▸ **Your objective**:
Please write out the material again, starting at the line that contains "Where can you see the window" and ending at the line that contains "point(67, 28)", with the requests included. Scale each coordinate in the answer points by 0.55 and round to whole numbers with halves going up, leaving the numbers in the requests and their format samples unchanged.

▸ **Records to use**:
● ● ● ● ●

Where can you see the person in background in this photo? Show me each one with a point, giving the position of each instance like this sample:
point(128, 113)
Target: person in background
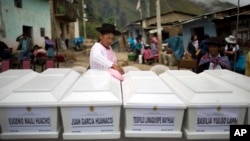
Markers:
point(138, 47)
point(25, 46)
point(193, 46)
point(203, 45)
point(49, 47)
point(247, 71)
point(4, 51)
point(231, 50)
point(147, 55)
point(154, 43)
point(131, 42)
point(102, 56)
point(214, 59)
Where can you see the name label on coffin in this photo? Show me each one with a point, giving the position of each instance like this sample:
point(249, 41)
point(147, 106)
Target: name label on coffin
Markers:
point(216, 119)
point(92, 119)
point(29, 119)
point(153, 120)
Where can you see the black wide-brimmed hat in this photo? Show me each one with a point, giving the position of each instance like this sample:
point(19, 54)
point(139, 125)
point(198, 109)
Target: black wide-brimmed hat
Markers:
point(216, 41)
point(108, 28)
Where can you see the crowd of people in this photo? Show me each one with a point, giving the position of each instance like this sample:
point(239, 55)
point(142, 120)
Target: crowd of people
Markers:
point(210, 53)
point(215, 53)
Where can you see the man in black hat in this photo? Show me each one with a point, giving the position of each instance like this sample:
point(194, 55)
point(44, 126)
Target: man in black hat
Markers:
point(102, 56)
point(214, 59)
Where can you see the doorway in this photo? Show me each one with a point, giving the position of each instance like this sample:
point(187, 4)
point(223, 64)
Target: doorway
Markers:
point(28, 31)
point(199, 31)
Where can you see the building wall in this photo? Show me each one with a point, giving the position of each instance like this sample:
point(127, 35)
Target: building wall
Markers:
point(168, 18)
point(34, 13)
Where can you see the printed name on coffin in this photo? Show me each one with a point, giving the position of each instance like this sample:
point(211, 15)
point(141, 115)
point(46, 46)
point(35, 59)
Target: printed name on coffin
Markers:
point(91, 121)
point(29, 121)
point(217, 120)
point(153, 120)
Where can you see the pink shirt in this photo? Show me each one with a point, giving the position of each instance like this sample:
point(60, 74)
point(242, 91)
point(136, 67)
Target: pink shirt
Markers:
point(147, 54)
point(101, 58)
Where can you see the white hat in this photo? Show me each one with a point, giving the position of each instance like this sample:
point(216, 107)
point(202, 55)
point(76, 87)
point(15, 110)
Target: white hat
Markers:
point(231, 39)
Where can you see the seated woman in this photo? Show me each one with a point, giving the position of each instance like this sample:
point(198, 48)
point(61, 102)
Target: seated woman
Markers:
point(147, 55)
point(214, 59)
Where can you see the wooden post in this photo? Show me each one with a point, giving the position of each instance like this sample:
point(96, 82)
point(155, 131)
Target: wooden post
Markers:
point(158, 20)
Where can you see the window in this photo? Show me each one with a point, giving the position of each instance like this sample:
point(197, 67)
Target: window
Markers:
point(18, 3)
point(42, 32)
point(67, 28)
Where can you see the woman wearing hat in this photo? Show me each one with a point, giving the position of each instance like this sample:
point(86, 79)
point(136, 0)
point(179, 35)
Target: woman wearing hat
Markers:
point(214, 59)
point(231, 49)
point(102, 56)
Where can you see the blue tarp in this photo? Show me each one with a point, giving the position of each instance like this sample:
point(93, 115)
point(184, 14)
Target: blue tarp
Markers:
point(176, 45)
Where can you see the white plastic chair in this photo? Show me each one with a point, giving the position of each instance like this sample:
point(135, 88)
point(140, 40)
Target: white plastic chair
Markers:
point(79, 69)
point(159, 69)
point(130, 68)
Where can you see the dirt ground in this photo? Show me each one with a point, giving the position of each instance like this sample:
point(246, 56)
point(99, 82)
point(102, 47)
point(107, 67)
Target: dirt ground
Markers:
point(82, 59)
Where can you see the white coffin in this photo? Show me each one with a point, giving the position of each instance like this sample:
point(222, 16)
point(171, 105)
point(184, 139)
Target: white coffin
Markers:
point(152, 110)
point(91, 109)
point(212, 106)
point(31, 110)
point(11, 79)
point(236, 79)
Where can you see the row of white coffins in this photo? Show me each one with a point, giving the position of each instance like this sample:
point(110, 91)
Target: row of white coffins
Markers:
point(95, 105)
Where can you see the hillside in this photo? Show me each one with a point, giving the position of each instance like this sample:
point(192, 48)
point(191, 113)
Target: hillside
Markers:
point(122, 12)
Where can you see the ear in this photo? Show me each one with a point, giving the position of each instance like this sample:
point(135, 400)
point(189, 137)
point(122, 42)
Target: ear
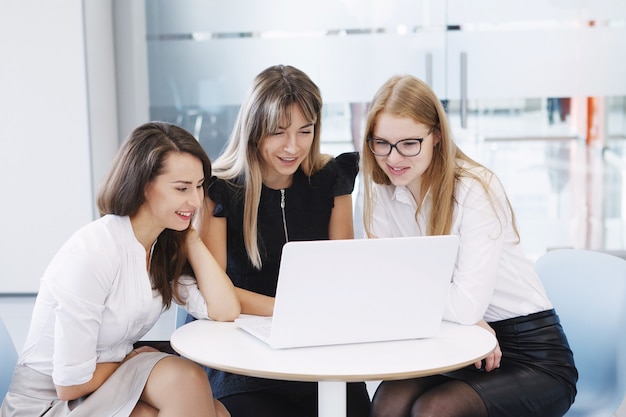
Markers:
point(436, 136)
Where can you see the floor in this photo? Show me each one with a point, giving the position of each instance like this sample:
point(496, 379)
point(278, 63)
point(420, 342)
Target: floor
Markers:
point(565, 194)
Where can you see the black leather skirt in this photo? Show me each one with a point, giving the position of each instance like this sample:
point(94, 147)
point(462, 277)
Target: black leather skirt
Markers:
point(537, 374)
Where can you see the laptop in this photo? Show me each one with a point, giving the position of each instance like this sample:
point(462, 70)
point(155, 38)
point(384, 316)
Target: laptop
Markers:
point(361, 290)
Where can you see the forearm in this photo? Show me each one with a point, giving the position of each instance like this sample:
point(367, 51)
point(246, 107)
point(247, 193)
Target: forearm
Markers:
point(102, 372)
point(214, 285)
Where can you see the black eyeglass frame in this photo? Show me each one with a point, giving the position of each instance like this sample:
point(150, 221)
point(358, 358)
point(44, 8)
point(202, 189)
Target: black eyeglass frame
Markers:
point(395, 145)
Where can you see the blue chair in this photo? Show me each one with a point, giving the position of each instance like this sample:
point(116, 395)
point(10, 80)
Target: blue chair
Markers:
point(588, 290)
point(8, 359)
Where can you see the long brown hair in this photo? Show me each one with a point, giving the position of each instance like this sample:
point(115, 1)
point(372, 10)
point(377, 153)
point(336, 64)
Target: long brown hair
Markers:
point(410, 97)
point(266, 104)
point(138, 162)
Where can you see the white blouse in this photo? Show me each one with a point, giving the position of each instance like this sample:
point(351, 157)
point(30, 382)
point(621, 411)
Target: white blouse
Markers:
point(493, 279)
point(94, 302)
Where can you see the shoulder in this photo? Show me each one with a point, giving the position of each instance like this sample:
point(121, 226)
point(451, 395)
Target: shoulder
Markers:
point(478, 180)
point(346, 164)
point(95, 250)
point(339, 173)
point(103, 232)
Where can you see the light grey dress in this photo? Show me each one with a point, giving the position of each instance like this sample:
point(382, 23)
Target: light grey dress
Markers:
point(33, 394)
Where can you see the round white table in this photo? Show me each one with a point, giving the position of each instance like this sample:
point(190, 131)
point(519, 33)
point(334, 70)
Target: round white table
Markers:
point(226, 347)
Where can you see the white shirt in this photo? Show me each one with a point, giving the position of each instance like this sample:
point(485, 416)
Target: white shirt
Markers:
point(95, 301)
point(493, 279)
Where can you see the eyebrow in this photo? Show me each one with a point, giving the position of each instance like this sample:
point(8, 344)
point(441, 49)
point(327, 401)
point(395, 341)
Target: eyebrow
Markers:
point(186, 182)
point(301, 127)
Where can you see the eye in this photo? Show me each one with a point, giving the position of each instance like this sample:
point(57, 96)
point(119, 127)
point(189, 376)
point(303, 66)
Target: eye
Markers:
point(410, 143)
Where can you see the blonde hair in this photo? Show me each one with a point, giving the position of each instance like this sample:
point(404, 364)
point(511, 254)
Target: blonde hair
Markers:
point(410, 97)
point(267, 105)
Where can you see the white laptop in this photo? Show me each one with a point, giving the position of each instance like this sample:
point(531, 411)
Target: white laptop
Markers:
point(362, 290)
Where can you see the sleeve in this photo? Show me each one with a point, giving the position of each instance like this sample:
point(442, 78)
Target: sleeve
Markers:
point(79, 279)
point(347, 170)
point(483, 218)
point(195, 303)
point(219, 192)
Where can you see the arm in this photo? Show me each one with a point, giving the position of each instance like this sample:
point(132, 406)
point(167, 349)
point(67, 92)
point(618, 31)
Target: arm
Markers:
point(341, 225)
point(482, 231)
point(213, 233)
point(492, 361)
point(102, 372)
point(214, 285)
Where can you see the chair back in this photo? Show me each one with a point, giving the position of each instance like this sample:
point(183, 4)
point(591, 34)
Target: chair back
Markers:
point(8, 359)
point(588, 291)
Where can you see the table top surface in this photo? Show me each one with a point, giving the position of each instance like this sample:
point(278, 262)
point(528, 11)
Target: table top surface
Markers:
point(224, 346)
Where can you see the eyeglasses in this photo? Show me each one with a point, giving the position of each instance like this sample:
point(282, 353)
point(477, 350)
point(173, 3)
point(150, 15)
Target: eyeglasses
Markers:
point(405, 147)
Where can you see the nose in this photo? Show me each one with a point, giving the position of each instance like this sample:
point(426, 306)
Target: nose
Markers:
point(395, 155)
point(291, 143)
point(196, 198)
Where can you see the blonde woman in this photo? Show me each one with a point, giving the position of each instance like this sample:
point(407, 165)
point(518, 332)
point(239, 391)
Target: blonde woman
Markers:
point(418, 182)
point(274, 186)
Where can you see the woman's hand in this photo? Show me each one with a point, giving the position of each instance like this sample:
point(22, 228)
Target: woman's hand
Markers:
point(492, 361)
point(215, 286)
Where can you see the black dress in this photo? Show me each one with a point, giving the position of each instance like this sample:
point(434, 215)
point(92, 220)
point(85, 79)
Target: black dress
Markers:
point(308, 203)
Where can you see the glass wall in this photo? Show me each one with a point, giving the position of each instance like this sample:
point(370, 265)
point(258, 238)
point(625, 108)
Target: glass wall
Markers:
point(531, 82)
point(507, 70)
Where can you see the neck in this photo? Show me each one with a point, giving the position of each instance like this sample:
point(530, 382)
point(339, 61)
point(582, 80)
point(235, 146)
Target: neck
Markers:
point(144, 231)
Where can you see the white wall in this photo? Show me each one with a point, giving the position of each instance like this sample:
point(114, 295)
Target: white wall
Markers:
point(48, 118)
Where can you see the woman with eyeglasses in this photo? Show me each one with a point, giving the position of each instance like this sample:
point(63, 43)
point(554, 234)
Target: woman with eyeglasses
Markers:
point(418, 182)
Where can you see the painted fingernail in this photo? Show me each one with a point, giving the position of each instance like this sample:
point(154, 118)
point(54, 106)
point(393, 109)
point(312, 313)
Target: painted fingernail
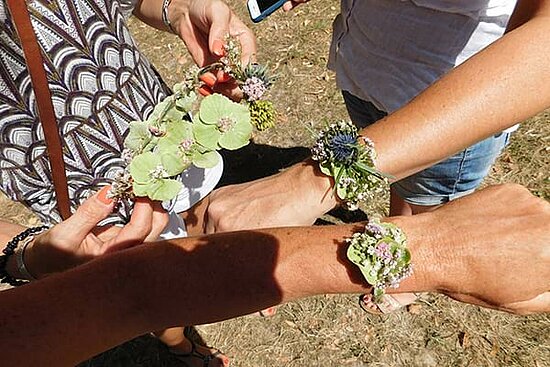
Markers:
point(218, 49)
point(208, 78)
point(223, 77)
point(205, 90)
point(102, 195)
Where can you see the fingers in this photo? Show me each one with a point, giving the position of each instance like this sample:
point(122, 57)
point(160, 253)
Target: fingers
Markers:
point(144, 224)
point(86, 217)
point(159, 222)
point(246, 38)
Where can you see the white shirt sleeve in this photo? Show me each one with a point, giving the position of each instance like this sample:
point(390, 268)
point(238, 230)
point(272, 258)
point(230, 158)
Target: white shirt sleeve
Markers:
point(127, 7)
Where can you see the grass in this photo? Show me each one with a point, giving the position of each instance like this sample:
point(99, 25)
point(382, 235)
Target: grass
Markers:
point(332, 330)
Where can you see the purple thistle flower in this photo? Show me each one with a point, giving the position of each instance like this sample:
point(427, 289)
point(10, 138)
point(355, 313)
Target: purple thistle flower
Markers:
point(382, 251)
point(254, 88)
point(343, 147)
point(374, 229)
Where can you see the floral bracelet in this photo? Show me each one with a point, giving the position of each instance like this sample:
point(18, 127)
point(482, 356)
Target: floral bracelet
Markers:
point(349, 158)
point(381, 254)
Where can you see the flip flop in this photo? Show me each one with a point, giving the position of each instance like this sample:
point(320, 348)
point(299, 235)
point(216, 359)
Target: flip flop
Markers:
point(388, 305)
point(205, 358)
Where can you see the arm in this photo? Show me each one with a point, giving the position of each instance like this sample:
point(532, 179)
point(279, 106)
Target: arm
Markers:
point(152, 287)
point(504, 84)
point(78, 239)
point(497, 88)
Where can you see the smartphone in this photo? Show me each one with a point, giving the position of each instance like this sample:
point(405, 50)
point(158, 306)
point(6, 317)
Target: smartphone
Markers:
point(260, 9)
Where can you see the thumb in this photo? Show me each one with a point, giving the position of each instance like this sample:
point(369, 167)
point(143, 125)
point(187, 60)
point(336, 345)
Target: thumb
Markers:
point(86, 217)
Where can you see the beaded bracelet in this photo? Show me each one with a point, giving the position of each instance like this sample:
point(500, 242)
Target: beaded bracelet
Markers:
point(10, 250)
point(381, 254)
point(165, 19)
point(341, 155)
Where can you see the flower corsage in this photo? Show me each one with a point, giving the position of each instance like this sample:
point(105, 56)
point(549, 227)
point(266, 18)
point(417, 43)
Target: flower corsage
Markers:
point(381, 254)
point(349, 158)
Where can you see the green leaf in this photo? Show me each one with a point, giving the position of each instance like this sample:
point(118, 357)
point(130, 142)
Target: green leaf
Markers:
point(185, 103)
point(354, 256)
point(138, 136)
point(406, 256)
point(237, 137)
point(140, 190)
point(206, 160)
point(165, 189)
point(160, 109)
point(173, 161)
point(325, 169)
point(176, 133)
point(341, 191)
point(206, 135)
point(142, 165)
point(217, 106)
point(214, 107)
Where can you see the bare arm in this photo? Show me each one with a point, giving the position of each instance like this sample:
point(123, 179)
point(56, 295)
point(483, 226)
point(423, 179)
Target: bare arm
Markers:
point(502, 85)
point(105, 302)
point(495, 89)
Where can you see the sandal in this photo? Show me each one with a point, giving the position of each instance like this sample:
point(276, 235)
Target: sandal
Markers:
point(388, 305)
point(205, 358)
point(268, 312)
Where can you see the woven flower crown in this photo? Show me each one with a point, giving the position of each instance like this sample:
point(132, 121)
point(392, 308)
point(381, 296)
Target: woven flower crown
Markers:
point(185, 130)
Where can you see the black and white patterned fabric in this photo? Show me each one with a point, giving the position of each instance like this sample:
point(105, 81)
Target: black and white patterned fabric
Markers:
point(99, 83)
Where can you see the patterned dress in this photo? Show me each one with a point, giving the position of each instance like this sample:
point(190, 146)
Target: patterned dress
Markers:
point(99, 82)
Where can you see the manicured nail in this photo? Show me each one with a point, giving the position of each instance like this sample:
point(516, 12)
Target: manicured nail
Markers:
point(102, 195)
point(208, 79)
point(223, 77)
point(218, 49)
point(205, 90)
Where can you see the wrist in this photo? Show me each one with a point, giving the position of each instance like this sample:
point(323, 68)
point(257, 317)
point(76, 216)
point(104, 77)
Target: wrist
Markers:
point(317, 187)
point(427, 258)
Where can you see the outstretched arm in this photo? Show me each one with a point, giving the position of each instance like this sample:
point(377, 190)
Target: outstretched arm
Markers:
point(497, 88)
point(110, 300)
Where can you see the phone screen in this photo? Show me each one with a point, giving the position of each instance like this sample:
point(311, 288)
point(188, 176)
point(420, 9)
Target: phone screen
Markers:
point(265, 4)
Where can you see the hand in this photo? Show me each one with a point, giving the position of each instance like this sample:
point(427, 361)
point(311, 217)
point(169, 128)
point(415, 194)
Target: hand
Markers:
point(496, 249)
point(78, 239)
point(203, 26)
point(295, 197)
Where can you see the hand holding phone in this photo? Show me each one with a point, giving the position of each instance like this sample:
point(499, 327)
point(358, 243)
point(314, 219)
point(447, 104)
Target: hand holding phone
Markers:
point(260, 9)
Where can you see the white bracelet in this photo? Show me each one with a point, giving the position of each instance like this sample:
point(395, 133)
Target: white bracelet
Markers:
point(23, 271)
point(165, 19)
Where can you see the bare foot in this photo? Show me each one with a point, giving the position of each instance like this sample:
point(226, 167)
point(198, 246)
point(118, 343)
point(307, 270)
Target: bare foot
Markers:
point(191, 354)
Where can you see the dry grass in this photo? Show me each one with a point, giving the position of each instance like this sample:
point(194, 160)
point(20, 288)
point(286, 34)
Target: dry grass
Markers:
point(332, 330)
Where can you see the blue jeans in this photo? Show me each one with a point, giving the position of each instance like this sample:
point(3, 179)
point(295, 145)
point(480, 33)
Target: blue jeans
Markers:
point(447, 180)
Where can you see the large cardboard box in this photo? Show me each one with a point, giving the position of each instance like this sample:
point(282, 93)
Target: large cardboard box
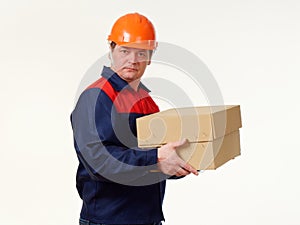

● ● ● ● ●

▸ **Complete answer**:
Where can you see the window in this photo? Show me each one with a point, giving the position of each instance like this sample:
point(197, 67)
Target: window
Markers:
point(10, 2)
point(23, 18)
point(37, 15)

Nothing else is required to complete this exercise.